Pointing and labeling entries
□ □ □
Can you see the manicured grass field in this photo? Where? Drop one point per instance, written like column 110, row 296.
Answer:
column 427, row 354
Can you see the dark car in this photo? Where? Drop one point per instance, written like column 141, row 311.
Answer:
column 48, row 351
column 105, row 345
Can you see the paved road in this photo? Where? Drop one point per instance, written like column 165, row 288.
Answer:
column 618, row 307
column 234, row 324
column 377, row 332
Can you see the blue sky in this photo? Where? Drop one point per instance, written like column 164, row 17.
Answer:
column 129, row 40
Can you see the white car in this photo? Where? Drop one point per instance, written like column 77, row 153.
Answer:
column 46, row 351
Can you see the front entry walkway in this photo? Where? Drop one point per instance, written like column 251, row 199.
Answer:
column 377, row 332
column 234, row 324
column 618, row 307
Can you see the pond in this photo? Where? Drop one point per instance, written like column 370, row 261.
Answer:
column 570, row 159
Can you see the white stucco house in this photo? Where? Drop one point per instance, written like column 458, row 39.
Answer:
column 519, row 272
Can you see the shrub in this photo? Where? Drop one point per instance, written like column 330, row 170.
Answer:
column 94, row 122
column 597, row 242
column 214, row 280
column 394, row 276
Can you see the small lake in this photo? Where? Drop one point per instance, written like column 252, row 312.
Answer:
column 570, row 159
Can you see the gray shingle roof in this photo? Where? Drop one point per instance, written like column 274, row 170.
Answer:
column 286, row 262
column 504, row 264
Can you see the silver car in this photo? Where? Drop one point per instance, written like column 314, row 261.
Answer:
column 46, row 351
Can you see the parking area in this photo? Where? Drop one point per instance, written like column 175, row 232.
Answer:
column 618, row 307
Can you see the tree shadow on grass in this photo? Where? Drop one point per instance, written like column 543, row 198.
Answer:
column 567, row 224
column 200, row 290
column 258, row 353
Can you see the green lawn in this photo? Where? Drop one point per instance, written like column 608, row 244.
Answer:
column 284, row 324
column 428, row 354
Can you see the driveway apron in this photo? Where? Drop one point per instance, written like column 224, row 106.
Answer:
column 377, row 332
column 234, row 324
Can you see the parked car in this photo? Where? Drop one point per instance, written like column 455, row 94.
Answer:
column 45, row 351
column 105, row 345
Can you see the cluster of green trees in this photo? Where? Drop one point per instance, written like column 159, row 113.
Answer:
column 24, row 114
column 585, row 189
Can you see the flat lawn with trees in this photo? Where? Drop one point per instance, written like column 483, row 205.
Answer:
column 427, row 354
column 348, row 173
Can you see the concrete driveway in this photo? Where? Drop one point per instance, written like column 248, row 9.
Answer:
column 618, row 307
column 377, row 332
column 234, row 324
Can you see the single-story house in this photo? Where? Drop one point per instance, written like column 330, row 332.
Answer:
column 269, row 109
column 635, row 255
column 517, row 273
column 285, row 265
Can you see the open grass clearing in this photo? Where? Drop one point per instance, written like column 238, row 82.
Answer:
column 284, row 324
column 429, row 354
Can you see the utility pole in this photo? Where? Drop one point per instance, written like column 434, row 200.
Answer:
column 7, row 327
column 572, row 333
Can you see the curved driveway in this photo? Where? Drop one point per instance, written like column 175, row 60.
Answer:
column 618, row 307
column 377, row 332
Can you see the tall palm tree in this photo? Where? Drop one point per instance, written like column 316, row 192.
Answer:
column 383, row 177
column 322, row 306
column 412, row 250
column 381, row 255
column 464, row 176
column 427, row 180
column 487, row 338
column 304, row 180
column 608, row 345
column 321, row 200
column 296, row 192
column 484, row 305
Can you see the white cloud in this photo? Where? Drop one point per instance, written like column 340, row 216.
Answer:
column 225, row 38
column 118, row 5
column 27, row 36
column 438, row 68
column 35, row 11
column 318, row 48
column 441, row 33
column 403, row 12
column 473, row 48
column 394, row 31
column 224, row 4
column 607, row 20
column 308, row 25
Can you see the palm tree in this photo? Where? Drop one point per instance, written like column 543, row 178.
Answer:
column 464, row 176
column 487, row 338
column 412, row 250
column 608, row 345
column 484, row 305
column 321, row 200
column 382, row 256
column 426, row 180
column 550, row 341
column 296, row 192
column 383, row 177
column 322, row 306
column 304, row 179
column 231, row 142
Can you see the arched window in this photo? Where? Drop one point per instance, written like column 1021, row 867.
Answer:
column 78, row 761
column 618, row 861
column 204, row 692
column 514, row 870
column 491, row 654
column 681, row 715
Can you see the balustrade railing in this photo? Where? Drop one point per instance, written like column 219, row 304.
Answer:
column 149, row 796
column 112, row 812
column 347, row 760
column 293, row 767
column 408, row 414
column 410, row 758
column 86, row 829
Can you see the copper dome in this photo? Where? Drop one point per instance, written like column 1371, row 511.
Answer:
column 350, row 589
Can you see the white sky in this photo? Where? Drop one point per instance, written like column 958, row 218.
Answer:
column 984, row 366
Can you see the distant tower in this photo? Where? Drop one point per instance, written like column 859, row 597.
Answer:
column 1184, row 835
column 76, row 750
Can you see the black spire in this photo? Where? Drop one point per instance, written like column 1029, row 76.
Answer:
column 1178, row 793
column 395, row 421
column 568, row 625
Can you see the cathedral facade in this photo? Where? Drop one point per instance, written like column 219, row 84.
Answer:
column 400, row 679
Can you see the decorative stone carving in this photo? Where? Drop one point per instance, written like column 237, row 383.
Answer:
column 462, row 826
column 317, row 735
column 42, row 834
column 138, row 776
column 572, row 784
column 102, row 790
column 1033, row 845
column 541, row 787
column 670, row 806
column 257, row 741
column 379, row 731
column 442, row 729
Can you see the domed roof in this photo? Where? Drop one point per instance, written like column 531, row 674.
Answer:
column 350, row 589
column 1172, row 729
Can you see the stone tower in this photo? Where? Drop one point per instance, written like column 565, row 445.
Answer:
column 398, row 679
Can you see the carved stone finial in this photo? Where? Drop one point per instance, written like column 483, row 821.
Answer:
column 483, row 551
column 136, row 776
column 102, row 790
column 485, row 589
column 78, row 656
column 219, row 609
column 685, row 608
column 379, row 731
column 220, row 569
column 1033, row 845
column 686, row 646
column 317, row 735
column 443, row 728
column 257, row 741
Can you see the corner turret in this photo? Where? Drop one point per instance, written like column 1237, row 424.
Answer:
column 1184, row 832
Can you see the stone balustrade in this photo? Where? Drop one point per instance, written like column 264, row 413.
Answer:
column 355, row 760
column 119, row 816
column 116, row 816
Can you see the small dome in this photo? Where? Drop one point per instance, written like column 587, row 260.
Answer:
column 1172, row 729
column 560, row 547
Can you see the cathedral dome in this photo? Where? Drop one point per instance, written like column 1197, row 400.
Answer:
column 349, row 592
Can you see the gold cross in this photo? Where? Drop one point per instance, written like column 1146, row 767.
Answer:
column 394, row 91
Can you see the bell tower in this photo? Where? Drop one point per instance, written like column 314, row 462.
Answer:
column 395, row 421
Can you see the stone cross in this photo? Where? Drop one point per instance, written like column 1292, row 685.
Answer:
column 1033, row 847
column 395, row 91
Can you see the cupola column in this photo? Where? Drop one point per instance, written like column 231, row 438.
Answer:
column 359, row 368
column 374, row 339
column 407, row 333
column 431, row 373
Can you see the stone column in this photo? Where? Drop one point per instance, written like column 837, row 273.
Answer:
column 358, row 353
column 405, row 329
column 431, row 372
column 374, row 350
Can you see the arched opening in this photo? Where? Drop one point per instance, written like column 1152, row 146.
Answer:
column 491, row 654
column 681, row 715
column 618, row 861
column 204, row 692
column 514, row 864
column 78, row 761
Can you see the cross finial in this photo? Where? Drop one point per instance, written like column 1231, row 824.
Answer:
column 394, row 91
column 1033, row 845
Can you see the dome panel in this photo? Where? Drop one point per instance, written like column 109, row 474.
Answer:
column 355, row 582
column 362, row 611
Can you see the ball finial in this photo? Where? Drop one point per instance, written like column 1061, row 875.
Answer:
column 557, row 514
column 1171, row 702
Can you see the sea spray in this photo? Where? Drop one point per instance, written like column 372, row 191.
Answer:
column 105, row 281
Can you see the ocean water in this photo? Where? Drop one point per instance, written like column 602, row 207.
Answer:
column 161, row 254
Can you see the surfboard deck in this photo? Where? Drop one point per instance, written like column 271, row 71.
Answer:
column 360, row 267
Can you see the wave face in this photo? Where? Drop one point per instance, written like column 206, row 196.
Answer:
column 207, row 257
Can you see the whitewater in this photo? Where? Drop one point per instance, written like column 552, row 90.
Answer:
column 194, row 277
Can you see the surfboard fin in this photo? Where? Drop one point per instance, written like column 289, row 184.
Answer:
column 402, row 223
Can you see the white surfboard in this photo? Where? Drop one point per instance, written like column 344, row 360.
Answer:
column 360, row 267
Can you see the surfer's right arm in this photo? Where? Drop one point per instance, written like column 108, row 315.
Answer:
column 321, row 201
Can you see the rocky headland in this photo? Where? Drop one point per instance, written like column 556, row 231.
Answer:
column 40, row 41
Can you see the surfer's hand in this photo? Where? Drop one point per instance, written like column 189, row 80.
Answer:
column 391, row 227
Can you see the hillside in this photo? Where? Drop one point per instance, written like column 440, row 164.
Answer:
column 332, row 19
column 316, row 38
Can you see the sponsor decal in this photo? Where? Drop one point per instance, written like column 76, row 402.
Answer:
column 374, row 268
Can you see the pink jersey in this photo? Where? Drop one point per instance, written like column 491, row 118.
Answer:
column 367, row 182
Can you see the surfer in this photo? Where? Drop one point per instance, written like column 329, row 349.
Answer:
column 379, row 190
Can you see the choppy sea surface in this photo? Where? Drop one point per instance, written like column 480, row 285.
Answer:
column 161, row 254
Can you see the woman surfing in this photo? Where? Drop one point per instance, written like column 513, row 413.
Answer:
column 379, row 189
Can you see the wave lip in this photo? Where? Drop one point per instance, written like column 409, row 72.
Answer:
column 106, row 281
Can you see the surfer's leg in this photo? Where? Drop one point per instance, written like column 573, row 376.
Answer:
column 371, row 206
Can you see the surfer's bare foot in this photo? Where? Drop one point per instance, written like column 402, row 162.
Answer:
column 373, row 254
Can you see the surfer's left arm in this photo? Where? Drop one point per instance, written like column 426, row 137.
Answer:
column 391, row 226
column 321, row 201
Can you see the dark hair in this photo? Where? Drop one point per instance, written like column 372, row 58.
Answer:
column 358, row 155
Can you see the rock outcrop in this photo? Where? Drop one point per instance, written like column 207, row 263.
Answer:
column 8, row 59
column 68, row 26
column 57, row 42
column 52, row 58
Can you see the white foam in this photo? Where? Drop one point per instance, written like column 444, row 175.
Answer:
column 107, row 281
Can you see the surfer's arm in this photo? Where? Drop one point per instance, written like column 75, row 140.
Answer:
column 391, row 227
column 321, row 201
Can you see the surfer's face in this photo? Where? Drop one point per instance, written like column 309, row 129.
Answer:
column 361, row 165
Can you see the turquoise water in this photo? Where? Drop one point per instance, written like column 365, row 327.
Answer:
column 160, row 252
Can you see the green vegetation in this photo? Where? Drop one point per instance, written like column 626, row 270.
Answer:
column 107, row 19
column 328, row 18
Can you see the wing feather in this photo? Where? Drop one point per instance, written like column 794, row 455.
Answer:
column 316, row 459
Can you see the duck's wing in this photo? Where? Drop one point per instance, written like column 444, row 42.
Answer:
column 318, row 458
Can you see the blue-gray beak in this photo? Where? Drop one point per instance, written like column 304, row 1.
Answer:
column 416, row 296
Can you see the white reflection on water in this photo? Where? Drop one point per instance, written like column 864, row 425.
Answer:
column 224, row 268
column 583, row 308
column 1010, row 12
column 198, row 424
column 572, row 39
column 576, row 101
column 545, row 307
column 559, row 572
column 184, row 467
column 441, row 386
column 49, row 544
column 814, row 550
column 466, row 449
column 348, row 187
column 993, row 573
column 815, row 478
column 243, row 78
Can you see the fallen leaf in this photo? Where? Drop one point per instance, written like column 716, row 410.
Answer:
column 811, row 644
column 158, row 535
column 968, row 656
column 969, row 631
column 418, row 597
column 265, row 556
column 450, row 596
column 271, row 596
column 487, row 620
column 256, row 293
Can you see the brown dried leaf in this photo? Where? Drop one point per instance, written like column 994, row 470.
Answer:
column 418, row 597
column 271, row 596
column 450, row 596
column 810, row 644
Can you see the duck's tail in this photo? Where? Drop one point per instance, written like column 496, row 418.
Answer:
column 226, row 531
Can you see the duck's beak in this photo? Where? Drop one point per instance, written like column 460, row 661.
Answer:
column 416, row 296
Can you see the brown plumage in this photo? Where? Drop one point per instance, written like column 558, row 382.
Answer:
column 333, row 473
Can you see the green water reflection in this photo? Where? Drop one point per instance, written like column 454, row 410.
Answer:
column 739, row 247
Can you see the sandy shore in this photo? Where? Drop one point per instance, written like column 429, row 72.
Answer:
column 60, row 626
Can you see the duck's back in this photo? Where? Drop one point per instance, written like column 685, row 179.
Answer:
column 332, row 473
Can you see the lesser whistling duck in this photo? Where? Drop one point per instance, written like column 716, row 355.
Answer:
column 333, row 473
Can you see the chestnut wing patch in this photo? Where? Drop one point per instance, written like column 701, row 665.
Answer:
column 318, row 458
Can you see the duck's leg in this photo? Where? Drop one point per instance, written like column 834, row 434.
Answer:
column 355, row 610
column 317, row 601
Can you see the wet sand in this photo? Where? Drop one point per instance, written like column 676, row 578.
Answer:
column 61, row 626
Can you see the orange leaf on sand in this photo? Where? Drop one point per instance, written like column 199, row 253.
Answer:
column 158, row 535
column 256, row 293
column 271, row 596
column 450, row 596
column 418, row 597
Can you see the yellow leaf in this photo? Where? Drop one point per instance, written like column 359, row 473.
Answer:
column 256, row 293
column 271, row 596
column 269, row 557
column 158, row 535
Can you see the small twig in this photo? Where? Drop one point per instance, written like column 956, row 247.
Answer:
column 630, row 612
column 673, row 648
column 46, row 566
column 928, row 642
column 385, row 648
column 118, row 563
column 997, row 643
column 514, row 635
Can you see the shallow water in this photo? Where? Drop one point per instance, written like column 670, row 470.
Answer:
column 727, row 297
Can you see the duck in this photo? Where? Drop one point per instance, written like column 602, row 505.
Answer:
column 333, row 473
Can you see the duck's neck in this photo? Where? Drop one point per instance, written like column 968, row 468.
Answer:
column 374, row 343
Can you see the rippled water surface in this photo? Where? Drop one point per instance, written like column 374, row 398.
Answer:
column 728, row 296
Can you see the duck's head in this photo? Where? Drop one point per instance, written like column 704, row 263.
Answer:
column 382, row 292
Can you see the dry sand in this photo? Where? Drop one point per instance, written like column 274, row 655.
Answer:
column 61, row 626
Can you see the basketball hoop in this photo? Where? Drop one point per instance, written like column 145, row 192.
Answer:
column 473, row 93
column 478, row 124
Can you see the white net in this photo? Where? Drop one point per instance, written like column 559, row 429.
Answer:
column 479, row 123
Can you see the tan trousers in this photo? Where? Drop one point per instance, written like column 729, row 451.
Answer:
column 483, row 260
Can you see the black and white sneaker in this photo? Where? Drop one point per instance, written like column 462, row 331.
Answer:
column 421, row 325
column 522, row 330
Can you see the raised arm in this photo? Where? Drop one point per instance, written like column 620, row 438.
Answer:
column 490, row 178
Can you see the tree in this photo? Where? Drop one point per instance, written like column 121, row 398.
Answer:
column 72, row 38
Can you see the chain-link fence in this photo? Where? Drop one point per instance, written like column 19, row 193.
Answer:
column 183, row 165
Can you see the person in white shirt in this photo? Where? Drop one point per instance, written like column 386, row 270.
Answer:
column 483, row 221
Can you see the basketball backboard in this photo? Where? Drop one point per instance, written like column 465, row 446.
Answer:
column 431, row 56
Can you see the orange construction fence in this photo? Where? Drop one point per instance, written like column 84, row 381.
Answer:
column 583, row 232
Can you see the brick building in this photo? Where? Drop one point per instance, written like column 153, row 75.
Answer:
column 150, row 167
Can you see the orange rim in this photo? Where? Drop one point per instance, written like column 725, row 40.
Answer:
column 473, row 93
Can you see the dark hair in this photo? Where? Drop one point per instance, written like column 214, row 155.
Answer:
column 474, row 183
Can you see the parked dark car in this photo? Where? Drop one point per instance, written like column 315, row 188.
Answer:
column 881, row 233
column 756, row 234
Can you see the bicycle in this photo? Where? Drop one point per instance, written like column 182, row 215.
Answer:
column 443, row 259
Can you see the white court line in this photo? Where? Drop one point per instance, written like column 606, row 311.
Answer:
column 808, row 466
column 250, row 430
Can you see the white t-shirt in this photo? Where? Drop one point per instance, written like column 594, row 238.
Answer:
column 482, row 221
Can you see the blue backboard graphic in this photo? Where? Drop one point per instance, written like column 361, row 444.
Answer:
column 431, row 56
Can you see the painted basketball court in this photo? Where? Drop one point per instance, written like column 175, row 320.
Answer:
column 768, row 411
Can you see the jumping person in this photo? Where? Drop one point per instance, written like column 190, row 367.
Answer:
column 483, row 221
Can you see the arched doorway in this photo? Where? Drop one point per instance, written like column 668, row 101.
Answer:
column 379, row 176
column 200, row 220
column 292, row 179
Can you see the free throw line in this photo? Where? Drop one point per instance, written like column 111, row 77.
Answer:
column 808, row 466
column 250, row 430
□ □ □
* GIVEN EXERCISE: Render the material from its first line through the line containing "column 519, row 272" as a two-column CSV headed text and answer, with one row per text-and-answer pair. Put each value in a single quoted field and turn any line breaks into spaces.

* CORRECT ANSWER:
text,answer
"Can you see the manicured grass field in this photo? Where? Drop one point per instance, written like column 110, row 296. Answer:","column 427, row 354"
"Can you see the dark car in this photo? Where? Drop one point per instance, written like column 141, row 311. Answer:","column 48, row 351 column 105, row 345"
"Can you see the paved road in this photo? Where? Drop one point per instance, written like column 165, row 288. Answer:","column 618, row 307 column 234, row 324 column 377, row 332"
"Can you see the blue sky in this photo? Where? Drop one point per instance, written like column 164, row 17. Answer:","column 129, row 40"
"Can you see the white car in this photo? Where? Drop one point per instance, written like column 77, row 153. Answer:","column 46, row 351"
"Can you see the front entry walkway in this photo? Where? Drop one point per instance, written like column 251, row 199. Answer:","column 377, row 332 column 234, row 324 column 618, row 307"
"Can you see the pond in this photo? Where? Drop one point per instance, written like column 370, row 261. Answer:","column 570, row 159"
"Can you see the white stucco house in this photo? Where? Drop one point per instance, written like column 458, row 39. Answer:","column 519, row 272"